:: Source data ::

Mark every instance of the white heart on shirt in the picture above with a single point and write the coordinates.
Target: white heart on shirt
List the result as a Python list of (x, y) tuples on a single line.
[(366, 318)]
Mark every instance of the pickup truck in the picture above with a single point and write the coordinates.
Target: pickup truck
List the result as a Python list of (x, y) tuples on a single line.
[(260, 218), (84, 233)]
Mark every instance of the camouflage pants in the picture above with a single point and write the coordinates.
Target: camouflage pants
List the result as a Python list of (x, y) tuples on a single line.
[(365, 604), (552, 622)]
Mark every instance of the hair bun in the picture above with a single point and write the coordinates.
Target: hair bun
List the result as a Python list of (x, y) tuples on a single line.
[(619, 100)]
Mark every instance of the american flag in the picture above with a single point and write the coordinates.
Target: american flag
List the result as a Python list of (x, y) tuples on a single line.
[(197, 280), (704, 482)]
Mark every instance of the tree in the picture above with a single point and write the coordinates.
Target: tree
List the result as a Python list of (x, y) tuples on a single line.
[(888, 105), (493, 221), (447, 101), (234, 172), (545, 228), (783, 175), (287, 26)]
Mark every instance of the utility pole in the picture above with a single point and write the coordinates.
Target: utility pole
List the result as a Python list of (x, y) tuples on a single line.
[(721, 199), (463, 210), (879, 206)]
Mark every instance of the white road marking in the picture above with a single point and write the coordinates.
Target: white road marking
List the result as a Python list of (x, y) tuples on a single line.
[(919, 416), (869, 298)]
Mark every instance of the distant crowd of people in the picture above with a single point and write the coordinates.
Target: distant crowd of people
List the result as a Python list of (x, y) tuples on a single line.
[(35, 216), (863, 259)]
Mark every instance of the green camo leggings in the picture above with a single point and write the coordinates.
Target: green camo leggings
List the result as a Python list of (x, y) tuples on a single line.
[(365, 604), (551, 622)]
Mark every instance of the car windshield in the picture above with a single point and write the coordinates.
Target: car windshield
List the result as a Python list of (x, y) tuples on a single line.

:::

Can you reproduce the records from the line with "Mark every instance of the green" through the end of the records, every line included, shifting each coordinate in the answers by adding 104 to it?

Mark every instance of the green camo leggings in the picture above with a single point and write the coordinates.
Target: green camo leggings
List the result as a Python list of (x, y) tuples on a single line.
[(469, 708), (655, 726)]
Mark every instance of the car windshield in the picture above with a single point and write the coordinates.
Target: car windshield
List the result as a Python list of (x, y) tuples on a single line.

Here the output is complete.